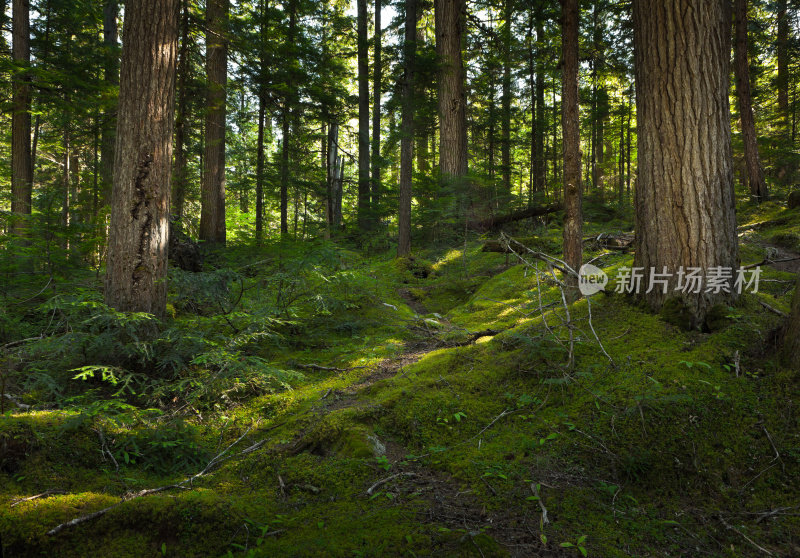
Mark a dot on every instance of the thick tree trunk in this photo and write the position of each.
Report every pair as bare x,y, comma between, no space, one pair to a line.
755,172
181,172
138,241
684,195
573,214
363,119
505,120
498,221
450,16
111,77
262,101
407,131
534,124
288,109
377,76
212,215
783,60
628,151
21,162
791,340
540,173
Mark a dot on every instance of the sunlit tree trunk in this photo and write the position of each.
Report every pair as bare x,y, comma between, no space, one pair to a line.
363,119
783,60
212,214
540,172
111,77
407,131
573,220
791,340
260,168
450,18
505,119
755,172
684,190
137,250
288,100
21,162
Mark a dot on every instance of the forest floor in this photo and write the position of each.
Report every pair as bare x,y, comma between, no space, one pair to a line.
424,407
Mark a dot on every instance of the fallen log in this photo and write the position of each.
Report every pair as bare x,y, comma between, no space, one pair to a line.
498,221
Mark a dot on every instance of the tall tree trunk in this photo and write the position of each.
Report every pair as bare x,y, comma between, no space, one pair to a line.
332,172
21,162
540,174
684,204
755,172
573,214
262,101
66,177
791,339
407,131
621,159
111,78
288,109
137,250
285,169
212,215
181,172
505,133
534,123
377,76
363,119
450,16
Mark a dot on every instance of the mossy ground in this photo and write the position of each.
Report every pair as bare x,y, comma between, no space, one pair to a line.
667,451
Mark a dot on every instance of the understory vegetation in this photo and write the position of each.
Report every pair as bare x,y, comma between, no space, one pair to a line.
304,399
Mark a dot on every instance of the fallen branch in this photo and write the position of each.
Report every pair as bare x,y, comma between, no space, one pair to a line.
745,537
211,464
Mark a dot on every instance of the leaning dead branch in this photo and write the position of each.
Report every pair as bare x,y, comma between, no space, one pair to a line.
552,263
45,494
141,494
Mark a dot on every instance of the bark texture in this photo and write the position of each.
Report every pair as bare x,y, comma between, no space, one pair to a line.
21,163
755,172
450,16
684,195
573,220
407,131
212,215
783,60
138,240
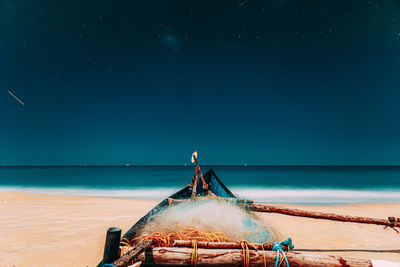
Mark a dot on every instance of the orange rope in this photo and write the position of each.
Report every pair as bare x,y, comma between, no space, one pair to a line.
264,256
185,233
246,253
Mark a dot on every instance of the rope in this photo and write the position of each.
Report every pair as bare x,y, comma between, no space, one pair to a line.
264,256
246,205
278,247
246,253
193,260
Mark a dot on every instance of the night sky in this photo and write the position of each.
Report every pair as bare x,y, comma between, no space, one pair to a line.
149,82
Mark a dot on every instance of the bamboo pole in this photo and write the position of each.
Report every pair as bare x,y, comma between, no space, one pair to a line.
194,157
234,257
131,255
390,222
222,245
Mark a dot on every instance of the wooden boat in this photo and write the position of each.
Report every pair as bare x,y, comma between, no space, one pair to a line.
214,254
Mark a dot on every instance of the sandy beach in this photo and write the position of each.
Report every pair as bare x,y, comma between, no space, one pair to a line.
54,230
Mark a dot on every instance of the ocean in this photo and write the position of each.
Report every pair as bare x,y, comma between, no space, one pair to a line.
313,185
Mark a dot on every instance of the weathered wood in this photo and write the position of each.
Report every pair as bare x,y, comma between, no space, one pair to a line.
205,185
320,215
234,257
222,245
111,247
194,187
131,255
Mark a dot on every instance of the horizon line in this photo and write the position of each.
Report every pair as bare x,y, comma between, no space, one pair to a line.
188,165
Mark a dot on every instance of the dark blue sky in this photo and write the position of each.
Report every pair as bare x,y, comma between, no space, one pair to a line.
148,82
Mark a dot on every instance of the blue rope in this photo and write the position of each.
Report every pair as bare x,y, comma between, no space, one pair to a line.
278,247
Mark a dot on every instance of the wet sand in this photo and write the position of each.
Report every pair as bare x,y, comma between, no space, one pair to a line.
50,230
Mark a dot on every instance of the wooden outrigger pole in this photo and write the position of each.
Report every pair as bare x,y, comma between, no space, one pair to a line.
391,222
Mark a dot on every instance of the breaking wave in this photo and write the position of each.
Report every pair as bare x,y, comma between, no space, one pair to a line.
313,196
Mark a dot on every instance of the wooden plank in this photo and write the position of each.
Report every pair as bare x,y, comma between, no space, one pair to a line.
128,258
164,256
222,245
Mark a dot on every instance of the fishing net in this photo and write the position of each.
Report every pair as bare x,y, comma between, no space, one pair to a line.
210,220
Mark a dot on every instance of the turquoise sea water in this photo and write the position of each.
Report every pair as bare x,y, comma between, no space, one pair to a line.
277,184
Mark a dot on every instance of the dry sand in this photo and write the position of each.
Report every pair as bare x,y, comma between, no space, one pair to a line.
48,230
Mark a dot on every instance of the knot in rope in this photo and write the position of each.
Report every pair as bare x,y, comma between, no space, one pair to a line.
193,260
278,247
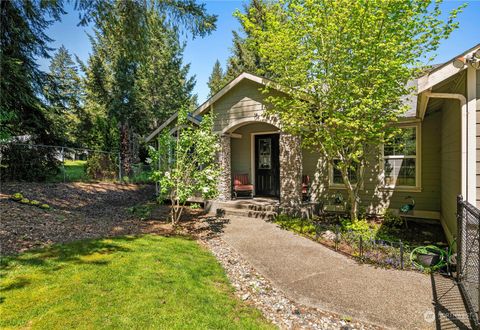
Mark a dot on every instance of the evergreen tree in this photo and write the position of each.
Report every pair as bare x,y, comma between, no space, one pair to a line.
217,78
64,96
22,41
120,79
245,56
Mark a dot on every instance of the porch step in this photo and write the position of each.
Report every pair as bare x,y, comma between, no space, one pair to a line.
246,205
244,212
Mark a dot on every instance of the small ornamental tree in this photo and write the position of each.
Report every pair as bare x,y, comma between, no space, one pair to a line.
346,66
187,164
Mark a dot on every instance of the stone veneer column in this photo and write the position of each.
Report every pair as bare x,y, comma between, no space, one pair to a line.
224,160
290,173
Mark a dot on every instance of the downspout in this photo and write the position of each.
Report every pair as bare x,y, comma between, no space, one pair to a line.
465,132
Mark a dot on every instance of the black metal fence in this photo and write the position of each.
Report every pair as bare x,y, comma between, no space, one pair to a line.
468,260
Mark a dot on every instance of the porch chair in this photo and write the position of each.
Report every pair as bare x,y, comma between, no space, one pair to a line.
305,187
242,184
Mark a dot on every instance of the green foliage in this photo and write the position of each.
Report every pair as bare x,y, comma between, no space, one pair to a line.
217,79
143,211
17,197
23,40
101,167
135,43
187,162
345,66
195,206
171,283
27,163
45,206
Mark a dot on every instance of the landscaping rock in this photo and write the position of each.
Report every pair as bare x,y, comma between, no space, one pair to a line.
252,287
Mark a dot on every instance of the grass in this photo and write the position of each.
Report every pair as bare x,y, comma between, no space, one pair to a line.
74,171
129,282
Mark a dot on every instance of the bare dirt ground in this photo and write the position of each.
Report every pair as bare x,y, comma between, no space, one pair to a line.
78,211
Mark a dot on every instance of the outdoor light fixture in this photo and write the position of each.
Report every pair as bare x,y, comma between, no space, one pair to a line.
459,62
473,60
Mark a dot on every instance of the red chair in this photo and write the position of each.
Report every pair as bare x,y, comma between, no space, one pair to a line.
305,186
242,184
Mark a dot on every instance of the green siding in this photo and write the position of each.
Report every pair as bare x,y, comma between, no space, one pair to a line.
451,163
241,147
373,197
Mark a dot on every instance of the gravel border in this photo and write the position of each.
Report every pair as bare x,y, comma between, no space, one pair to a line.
■ ■ ■ ■ ■
■ WHAT NEEDS TO BE DONE: Would you give again, word for word, every line from the one with "Mark a dot on every instance of the red" through the final line of the listing above?

■ ANSWER BELOW:
Mark a dot on every instance of the red chair in this photo and write the position of each.
Report every pair as bare x,y, comma between, no space, one pair to a line.
305,186
242,184
Mark a dot on every instance of the green siding in this photo and write the position of each.
Report every pair as bare x,y, comma between, no space, one pair to a line.
451,163
241,147
373,197
Mark a dot on every instance of the gravel border in this photo and write the position of each.
Report every pair as bare x,y, comma between, no space, one pair to a line.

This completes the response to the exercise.